Once you find the line in the listing below that contains "[point] every instance of the vertical", copy it and every following line exactly, stopping at the end.

### DATA EXCERPTS

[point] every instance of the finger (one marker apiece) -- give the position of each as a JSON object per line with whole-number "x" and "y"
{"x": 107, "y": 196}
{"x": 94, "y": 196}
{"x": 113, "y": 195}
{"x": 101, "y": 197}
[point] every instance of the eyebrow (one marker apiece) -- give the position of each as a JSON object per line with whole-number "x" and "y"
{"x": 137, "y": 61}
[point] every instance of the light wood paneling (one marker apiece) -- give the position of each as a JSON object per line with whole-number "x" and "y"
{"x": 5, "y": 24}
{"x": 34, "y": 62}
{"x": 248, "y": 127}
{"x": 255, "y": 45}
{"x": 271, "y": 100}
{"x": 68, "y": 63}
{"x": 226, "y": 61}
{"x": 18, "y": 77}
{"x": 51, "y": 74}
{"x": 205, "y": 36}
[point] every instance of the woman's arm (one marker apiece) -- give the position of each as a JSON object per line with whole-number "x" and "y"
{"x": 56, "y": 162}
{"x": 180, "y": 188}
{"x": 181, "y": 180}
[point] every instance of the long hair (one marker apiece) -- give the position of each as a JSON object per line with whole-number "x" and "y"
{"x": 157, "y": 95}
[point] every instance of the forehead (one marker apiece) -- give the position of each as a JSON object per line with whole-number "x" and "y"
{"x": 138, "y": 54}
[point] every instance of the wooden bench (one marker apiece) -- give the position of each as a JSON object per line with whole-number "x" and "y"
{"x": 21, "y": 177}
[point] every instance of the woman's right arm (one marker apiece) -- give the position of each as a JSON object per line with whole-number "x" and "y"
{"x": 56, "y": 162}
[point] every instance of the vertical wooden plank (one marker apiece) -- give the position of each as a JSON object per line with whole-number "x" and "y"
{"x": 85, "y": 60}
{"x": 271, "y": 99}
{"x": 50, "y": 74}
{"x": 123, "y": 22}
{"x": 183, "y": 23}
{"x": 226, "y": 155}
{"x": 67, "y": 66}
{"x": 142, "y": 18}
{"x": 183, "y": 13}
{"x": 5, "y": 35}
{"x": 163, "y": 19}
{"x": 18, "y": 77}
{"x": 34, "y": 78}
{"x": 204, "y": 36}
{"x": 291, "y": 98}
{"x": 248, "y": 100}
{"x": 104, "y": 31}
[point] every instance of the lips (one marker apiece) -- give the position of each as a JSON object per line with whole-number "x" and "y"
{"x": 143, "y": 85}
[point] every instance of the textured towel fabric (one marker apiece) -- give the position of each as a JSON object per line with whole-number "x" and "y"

######

● **SOLUTION TO THIS EXERCISE**
[point] every instance of the vertical wooden plank (one marker apiece) -- give the position of each as a JSON object per line with whole-number "x" and "y"
{"x": 85, "y": 60}
{"x": 271, "y": 99}
{"x": 50, "y": 74}
{"x": 123, "y": 22}
{"x": 183, "y": 23}
{"x": 226, "y": 155}
{"x": 67, "y": 66}
{"x": 142, "y": 18}
{"x": 183, "y": 13}
{"x": 5, "y": 35}
{"x": 163, "y": 19}
{"x": 18, "y": 77}
{"x": 34, "y": 78}
{"x": 204, "y": 36}
{"x": 291, "y": 98}
{"x": 248, "y": 100}
{"x": 104, "y": 31}
[point] every instance of the lips (one marker apiece) -- give the position of each as a JSON object per line with whole-number "x" and "y"
{"x": 143, "y": 85}
[point] every instance of the textured towel fabric (one marker apiece) -- give the position of each as a JSON object per line with whole-number "x" and "y"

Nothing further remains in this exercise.